- **Problem requirements**:
Please print exactly the lines running from the one that contains "truck wheel in the photo above." to the end of the data, with both lines included.

- **Entries provided**:
********************

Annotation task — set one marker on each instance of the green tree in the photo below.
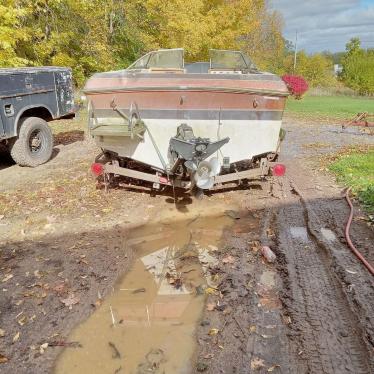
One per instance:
(316, 68)
(358, 68)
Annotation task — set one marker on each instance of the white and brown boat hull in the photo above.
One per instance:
(248, 111)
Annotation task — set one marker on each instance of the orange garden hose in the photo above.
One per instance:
(348, 238)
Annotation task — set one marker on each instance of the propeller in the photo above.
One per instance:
(205, 173)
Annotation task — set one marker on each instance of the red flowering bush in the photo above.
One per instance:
(297, 85)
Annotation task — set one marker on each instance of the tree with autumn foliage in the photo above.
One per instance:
(96, 35)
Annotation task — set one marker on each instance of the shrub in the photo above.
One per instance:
(297, 85)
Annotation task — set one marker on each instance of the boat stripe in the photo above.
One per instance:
(128, 74)
(185, 89)
(269, 115)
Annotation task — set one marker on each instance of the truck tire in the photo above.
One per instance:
(34, 143)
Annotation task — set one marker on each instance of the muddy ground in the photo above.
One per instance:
(64, 245)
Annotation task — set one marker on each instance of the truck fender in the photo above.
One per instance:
(26, 108)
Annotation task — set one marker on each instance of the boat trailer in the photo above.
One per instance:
(159, 180)
(190, 163)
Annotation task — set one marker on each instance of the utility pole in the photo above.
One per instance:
(295, 57)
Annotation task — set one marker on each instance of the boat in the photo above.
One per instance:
(190, 124)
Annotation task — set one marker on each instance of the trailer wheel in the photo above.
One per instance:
(34, 143)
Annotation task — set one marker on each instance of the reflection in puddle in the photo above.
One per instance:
(148, 323)
(299, 233)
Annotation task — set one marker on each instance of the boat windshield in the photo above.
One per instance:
(230, 60)
(161, 59)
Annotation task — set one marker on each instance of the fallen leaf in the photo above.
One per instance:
(43, 347)
(350, 271)
(7, 277)
(209, 356)
(70, 300)
(201, 366)
(22, 320)
(232, 214)
(257, 363)
(16, 337)
(213, 331)
(210, 291)
(37, 274)
(210, 307)
(228, 259)
(272, 368)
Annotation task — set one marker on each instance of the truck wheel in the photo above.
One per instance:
(34, 144)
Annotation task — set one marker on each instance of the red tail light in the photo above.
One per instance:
(97, 169)
(279, 170)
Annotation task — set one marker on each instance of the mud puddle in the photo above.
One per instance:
(148, 322)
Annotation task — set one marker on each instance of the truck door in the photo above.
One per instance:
(2, 128)
(64, 91)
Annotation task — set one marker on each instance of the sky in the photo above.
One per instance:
(327, 24)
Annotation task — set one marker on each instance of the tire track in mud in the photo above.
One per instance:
(325, 330)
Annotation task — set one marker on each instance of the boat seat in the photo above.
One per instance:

********************

- **Right answer**:
Annotation task — set one marker on each instance of the truck wheel in the photo above.
One per instance:
(34, 144)
Annotation task — set one marker on each instance of the red tail light in the photo above.
One per instance:
(97, 169)
(279, 170)
Annotation task — set one marker on each instance of the mud puddle in the photo above.
One per instance:
(148, 322)
Annotation task — set one marker on each instance of the truck door in the photo above.
One per instance:
(2, 128)
(64, 91)
Annotation task — set one marker on each instance of the sky in the photo above.
One per instance:
(327, 24)
Annotation task — set one marker on each instance of the tire track in mud in the photo above.
One per instance:
(325, 330)
Annotation task — set one marker on each instance of the boat seat in the photo above.
One per instance:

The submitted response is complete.